== PROBLEM STATEMENT ==
In this exercise, the data must be written out exactly.

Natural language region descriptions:
┌──

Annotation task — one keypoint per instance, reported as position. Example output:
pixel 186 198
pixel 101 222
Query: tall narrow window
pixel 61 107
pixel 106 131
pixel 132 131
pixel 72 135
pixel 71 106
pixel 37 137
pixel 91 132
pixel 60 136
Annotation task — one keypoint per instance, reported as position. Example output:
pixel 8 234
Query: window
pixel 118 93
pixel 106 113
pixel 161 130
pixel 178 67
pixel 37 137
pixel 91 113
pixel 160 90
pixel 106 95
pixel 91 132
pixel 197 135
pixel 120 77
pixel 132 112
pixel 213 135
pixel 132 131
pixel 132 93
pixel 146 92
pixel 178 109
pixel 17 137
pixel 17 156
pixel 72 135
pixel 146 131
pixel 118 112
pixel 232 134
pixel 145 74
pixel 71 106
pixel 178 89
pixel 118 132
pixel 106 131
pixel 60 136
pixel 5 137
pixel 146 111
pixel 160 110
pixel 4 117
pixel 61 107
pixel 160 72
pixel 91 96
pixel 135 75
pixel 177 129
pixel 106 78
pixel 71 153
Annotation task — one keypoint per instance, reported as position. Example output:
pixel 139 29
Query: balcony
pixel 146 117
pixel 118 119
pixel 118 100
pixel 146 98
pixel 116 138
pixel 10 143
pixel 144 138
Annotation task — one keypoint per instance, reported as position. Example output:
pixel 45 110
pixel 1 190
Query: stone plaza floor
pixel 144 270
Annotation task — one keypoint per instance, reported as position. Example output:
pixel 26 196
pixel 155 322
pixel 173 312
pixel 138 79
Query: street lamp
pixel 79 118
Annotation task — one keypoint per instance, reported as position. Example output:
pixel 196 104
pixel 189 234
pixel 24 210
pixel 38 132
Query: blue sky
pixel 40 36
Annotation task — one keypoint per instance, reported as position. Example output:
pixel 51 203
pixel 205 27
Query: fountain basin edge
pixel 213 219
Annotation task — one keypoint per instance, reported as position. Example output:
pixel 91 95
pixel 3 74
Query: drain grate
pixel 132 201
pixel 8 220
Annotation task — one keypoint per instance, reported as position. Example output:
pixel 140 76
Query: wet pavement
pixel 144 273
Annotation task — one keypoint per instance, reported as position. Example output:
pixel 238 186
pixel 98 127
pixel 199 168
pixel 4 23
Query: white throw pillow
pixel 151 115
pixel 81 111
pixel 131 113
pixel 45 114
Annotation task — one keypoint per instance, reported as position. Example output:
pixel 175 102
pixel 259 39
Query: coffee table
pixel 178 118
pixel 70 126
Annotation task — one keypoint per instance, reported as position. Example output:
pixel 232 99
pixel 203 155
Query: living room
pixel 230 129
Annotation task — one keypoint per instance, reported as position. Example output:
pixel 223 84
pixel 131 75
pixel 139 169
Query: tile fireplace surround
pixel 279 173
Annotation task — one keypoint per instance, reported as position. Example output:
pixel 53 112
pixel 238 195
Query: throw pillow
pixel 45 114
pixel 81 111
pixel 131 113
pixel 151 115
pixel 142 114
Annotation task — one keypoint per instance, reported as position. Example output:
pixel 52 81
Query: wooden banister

└──

== ANSWER TO THIS TASK ==
Annotation task — one keypoint per instance, reported as position. Example output:
pixel 186 198
pixel 101 222
Query: tall narrow window
pixel 61 107
pixel 106 131
pixel 132 131
pixel 72 135
pixel 71 106
pixel 37 137
pixel 91 132
pixel 60 136
Annotation task — one keypoint per instance, reported as position. Example output:
pixel 8 234
Query: window
pixel 118 93
pixel 106 113
pixel 161 130
pixel 178 67
pixel 37 137
pixel 91 113
pixel 160 90
pixel 106 95
pixel 91 132
pixel 197 135
pixel 120 77
pixel 132 112
pixel 213 135
pixel 132 131
pixel 132 93
pixel 146 92
pixel 178 109
pixel 17 137
pixel 17 156
pixel 72 135
pixel 146 131
pixel 118 112
pixel 232 134
pixel 145 74
pixel 71 106
pixel 178 89
pixel 118 132
pixel 106 131
pixel 60 136
pixel 5 137
pixel 146 111
pixel 160 110
pixel 4 117
pixel 61 107
pixel 160 72
pixel 91 96
pixel 135 75
pixel 177 129
pixel 106 78
pixel 71 153
Annotation task — one keypoint per instance, reported as position. Example output:
pixel 139 29
Query: balcony
pixel 146 117
pixel 118 119
pixel 118 100
pixel 146 98
pixel 116 138
pixel 10 143
pixel 144 138
Annotation task — one keypoint per instance, reported as position. Example output:
pixel 45 110
pixel 1 190
Query: stone plaza floor
pixel 144 270
Annotation task — one keypoint per instance, reported as position. Example output:
pixel 26 196
pixel 155 322
pixel 173 312
pixel 138 79
Query: street lamp
pixel 79 118
Annotation task — one keypoint per instance, reported as position. Example output:
pixel 196 104
pixel 189 234
pixel 24 210
pixel 38 132
Query: blue sky
pixel 40 36
Annotation task — one keypoint per instance, reported as position. Example output:
pixel 51 203
pixel 205 27
Query: fountain basin edge
pixel 213 219
Annotation task — one keypoint per instance, reported as position. Example output:
pixel 91 95
pixel 3 74
Query: drain grate
pixel 132 201
pixel 8 220
Annotation task — one keypoint per instance, reported as position. Example output:
pixel 140 76
Query: wet pavement
pixel 144 273
Annotation task — one keypoint per instance, reported as position. Example output:
pixel 238 186
pixel 98 127
pixel 199 168
pixel 4 23
Query: white throw pillow
pixel 151 115
pixel 81 111
pixel 131 113
pixel 45 114
Annotation task — one keypoint per instance, reported as position. Example output:
pixel 175 102
pixel 259 39
Query: coffee table
pixel 178 118
pixel 70 126
Annotation task — one keypoint per instance, reported as position. Example output:
pixel 232 99
pixel 203 155
Query: living room
pixel 230 129
Annotation task — one keypoint per instance, reported as position. Example output:
pixel 223 84
pixel 131 75
pixel 139 169
Query: tile fireplace surround
pixel 279 173
Annotation task — one keypoint per instance, reported as position. Example output:
pixel 53 112
pixel 238 195
Query: throw pillow
pixel 45 114
pixel 81 111
pixel 131 113
pixel 151 115
pixel 142 114
Annotation task — one keypoint per instance, reported as position. Example output:
pixel 52 81
Query: wooden banister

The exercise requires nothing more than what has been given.